• **EXERCISE**: Exactly as written, give back every record below.

• **DATA EXTRACTS**:
================================

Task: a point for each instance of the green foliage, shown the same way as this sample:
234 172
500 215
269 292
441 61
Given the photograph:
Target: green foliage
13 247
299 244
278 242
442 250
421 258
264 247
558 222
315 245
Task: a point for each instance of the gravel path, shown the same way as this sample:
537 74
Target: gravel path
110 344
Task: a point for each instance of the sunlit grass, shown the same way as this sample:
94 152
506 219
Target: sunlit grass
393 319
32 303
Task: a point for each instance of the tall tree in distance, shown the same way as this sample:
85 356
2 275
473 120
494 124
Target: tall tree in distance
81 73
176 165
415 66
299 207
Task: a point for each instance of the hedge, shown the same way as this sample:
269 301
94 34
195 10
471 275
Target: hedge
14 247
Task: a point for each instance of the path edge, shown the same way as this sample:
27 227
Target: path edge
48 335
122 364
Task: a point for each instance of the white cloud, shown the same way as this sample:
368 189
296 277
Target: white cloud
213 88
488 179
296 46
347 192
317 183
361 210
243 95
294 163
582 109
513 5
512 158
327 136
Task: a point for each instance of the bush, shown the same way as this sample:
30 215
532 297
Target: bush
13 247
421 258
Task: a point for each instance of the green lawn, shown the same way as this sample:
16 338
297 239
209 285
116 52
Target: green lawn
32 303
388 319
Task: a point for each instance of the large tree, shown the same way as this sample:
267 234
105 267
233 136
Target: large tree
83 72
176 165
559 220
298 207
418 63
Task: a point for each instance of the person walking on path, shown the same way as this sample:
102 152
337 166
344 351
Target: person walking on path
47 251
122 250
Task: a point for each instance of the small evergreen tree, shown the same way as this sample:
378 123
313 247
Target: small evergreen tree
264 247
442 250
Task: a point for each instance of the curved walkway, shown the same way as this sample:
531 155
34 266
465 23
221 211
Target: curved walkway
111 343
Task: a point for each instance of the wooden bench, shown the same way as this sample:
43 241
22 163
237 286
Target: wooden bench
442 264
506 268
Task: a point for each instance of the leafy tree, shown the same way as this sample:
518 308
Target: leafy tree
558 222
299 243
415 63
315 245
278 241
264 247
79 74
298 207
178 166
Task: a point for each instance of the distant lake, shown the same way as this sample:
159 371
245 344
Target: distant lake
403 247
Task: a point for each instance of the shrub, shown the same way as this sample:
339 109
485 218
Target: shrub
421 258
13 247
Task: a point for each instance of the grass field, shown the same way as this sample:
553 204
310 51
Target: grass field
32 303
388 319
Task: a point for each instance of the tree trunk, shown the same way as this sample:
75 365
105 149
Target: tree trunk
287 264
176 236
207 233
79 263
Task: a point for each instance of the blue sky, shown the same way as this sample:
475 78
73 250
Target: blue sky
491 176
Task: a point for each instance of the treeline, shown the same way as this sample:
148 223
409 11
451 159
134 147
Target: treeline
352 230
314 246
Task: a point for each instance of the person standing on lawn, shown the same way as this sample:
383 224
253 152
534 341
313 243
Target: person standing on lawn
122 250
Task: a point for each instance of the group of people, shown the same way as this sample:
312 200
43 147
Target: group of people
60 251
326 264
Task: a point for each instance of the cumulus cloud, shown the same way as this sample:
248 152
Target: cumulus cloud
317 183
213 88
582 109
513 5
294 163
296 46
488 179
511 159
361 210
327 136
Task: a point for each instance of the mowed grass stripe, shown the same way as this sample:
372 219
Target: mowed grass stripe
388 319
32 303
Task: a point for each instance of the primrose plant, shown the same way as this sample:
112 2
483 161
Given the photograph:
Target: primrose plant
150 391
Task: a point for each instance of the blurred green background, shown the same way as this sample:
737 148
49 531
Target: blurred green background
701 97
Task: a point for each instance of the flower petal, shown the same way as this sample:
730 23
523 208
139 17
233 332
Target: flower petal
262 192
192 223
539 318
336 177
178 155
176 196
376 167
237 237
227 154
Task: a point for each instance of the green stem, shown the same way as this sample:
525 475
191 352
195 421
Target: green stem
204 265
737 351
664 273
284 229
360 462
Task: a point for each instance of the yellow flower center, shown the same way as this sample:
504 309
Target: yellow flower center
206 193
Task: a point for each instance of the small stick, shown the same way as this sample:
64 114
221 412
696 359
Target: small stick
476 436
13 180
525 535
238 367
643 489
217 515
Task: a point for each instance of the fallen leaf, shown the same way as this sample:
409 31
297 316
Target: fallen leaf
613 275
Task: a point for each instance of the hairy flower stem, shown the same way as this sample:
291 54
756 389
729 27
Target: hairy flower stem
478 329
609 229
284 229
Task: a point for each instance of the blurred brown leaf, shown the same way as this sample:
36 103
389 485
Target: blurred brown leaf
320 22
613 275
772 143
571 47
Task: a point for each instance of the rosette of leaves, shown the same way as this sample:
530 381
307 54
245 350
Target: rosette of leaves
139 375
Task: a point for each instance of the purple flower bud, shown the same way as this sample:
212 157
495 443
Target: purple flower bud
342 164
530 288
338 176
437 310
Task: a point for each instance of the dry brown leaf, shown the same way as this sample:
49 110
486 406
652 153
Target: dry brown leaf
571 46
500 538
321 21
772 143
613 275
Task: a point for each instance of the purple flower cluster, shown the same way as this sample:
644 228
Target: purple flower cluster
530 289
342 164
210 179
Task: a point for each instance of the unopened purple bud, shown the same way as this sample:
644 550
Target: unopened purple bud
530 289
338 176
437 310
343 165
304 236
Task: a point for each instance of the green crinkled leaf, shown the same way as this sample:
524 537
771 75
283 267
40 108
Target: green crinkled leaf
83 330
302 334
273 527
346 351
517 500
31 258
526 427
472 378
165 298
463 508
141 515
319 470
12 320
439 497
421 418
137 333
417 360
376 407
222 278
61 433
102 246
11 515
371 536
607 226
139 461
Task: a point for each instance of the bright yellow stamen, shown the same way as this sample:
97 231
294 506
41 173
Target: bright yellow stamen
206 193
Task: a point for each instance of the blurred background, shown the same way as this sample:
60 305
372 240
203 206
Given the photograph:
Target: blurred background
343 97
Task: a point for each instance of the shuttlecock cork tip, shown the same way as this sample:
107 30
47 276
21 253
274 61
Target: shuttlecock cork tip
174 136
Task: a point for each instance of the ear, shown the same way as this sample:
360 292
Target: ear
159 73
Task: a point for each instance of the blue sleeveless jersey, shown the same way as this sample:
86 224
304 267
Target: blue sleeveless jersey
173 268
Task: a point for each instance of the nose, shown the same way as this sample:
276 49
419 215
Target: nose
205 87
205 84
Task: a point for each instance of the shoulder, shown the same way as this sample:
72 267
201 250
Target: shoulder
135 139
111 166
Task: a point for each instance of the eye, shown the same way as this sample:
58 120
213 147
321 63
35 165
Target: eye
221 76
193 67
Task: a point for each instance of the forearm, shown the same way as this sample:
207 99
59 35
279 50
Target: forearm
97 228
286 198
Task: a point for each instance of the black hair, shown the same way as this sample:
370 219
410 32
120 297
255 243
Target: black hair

================================

• **COMPLETED EXERCISE**:
Task: a point for each instance of the green foliage, shown the same way as this sample:
234 172
500 215
269 292
441 61
Given the photograph:
Target: green foliage
13 247
299 244
278 242
442 250
421 258
264 247
558 222
315 245
Task: a point for each instance of the gravel path, shown the same way as this sample:
537 74
Target: gravel path
110 344
Task: a point for each instance of the sunlit grass, shown the same way as this sample:
94 152
506 219
Target: sunlit grass
393 319
32 303
Task: a point for each instance of the tall tree in distance, shown the same way as this sample:
85 356
2 275
473 120
494 124
Target: tall tree in distance
81 73
176 165
415 66
299 207
Task: a point for each instance of the hedge, shown the same way as this sample:
269 301
94 34
195 10
471 275
Target: hedge
14 247
Task: a point for each instance of the path edge, shown the same way as this sample:
27 227
Target: path edge
48 335
122 364
Task: a point for each instance of the white cloud, shown the same way as this sample:
368 189
296 277
Target: white cloud
213 88
488 179
296 46
347 192
317 183
361 210
243 95
294 163
582 109
513 5
512 158
327 136
Task: a point for each instance of the bush, shown the same way as this sample:
30 215
532 297
Target: bush
13 247
421 258
Task: a point for each instance of the green lawn, shown the same way as this sample:
16 338
297 239
209 285
116 52
Target: green lawn
32 303
388 319
Task: a point for each instance of the large tree, shown the same way as this sample:
267 234
105 267
233 136
Target: large tree
83 72
176 165
559 220
298 207
418 63
Task: a point for each instance of the person walking on path, shown the same way as this sample:
102 152
337 166
344 351
Target: person walking on path
47 251
122 250
Task: a point for each instance of the small evergreen tree, shown the same way as this sample:
378 123
313 247
Target: small evergreen tree
264 247
442 250
Task: a point for each instance of the curved walkway, shown the same way as this sample:
531 155
34 266
465 23
221 211
Target: curved walkway
111 343
Task: a point for each instance of the wooden bench, shown the same way as this sample:
43 241
22 163
237 286
Target: wooden bench
442 264
506 268
Task: a point for each instance of the leafy tree, shown the same way as this sample:
518 308
Target: leafy tree
558 222
299 243
415 63
315 245
278 241
264 247
79 74
298 207
178 166
Task: a point for each instance of the distant lake, shown the same way as this sample:
159 371
245 344
Target: distant lake
403 247
Task: a point for each instance of the shrub, shown the same way as this sample:
339 109
485 218
Target: shrub
421 258
13 247
Task: a point for each instance of the grass field, shown the same way as this sample:
553 204
310 51
Target: grass field
32 303
388 319
Task: a point for each instance of the tree trunk, shown the same way as this sample:
75 365
105 149
Target: tree trunk
287 264
176 236
207 233
79 263
Task: a point for each instance of the blue sky, shown the same way as this sample:
475 78
73 250
Target: blue sky
491 176
Task: a point for each instance of the treeline, shown the same way as this sample:
148 223
409 11
451 159
134 147
Target: treeline
352 230
314 246
Task: a point for each instance of the person standing on lawn, shown the same way as this sample:
383 224
253 152
534 341
313 243
Target: person standing on lawn
122 250
Task: a point for each instance of the group of people, shown the same way as this sample:
312 200
43 147
Target: group of people
60 251
326 264
Task: a point for each instance of the cumulus cloud, shown the same way as this sample:
248 152
Target: cumulus cloud
317 183
213 88
582 109
513 5
294 163
296 46
488 179
511 159
361 210
327 136
Task: a point for each instance of the mowed grass stripe, shown the same way as this sample:
372 219
Target: mowed grass stripe
388 319
32 303
Task: a point for each instance of the primrose plant, shown the same way as this sample:
112 2
483 161
Given the photograph:
Target: primrose plant
150 391
Task: a point for each instance of the blurred green background, shown the same way as this sample:
737 148
49 531
Target: blurred green background
701 97
Task: a point for each instance of the flower petal, shown the same way as this sample:
730 23
523 208
139 17
233 332
Target: flower petal
262 192
192 223
539 318
336 177
178 155
176 196
376 167
237 237
227 154
Task: a point for each instance of the green stem, shown the same way as this sample:
525 475
191 352
195 421
Target: green stem
204 265
737 351
664 273
284 229
360 462
Task: a point for each instance of the yellow flower center, shown the same way as this sample:
504 309
Target: yellow flower center
206 193
Task: a point for each instance of the small stick, shown the same way as this sample:
64 114
221 412
696 359
Target: small stick
476 436
13 180
525 535
238 367
643 489
217 515
Task: a point for each instance of the fallen leaf, shown the same way as this sample:
409 31
297 316
Target: fallen leaf
613 275
Task: a point for each instance of the hairy flower stem, shown the same way as this sample:
291 54
756 389
729 27
Target: hairy flower stem
478 329
609 229
284 229
Task: a point for each instance of the blurred brown leaf, shown the same way as this sample:
36 103
389 485
Target: blurred brown leaf
320 22
613 275
772 143
571 47
Task: a point for each instance of the rosette of leaves, shown the same way as this sample:
530 381
307 54
245 350
Target: rosette of leaves
139 375
Task: a point for each instance of the purple flower bud, shown the same way as this sample:
212 157
495 443
Target: purple flower bud
342 164
530 288
338 176
437 310
Task: a point for each instance of the dry brown leaf, shown the same way as this sample:
49 110
486 406
652 153
Target: dry brown leaf
571 46
500 538
321 21
772 143
613 275
Task: a point for each instance of the purple flower cluster, shown the same way as this sample:
644 228
Target: purple flower cluster
530 289
342 164
210 179
Task: a point for each instance of the unopened purple bud, shown the same way as this sample:
644 550
Target: unopened purple bud
530 289
338 176
437 310
343 165
304 236
Task: a point for each instance of the green crinkled leaf, shown the same way as this sample:
524 537
771 75
283 267
40 108
Target: green crinkled leaf
83 330
302 334
273 527
346 351
517 500
31 258
526 427
472 378
165 298
463 508
141 515
319 470
12 320
439 497
421 418
137 333
417 360
376 407
222 278
61 433
102 246
11 515
371 536
607 226
139 461
Task: a point for each instance of the bright yellow stamen, shown the same way as this sample:
97 231
294 506
41 173
Target: bright yellow stamen
206 193
Task: a point for each instance of the blurred background, shown the same way as this sample:
60 305
372 240
203 206
Given the photograph:
Target: blurred background
343 97
Task: a point for each instance of the shuttlecock cork tip, shown the same way as this sample:
107 30
47 276
21 253
274 61
Target: shuttlecock cork tip
174 136
Task: a point for each instance of the ear, shown the same way as this sample:
360 292
Target: ear
159 73
Task: a point for each instance of the blue sleeveless jersey, shown the same way as this sample:
86 224
304 267
Target: blue sleeveless jersey
173 268
Task: a point for each instance of the nose, shown the same way as this sample:
276 49
419 215
Target: nose
205 87
205 84
Task: a point for each instance of the shoulder, shown the same way as this sample:
72 267
201 250
Target: shoulder
135 139
111 166
Task: a point for each instance of the eye, shown the same way as this sample:
58 120
213 147
321 63
35 165
Target: eye
221 76
193 67
Task: a point for each instance of the forearm, shown the same way as this sample:
207 99
59 35
279 50
Target: forearm
97 228
286 198
Task: a point for each instance of the black hair, shown the same way as this sample:
370 219
410 32
120 297
255 243
Target: black hair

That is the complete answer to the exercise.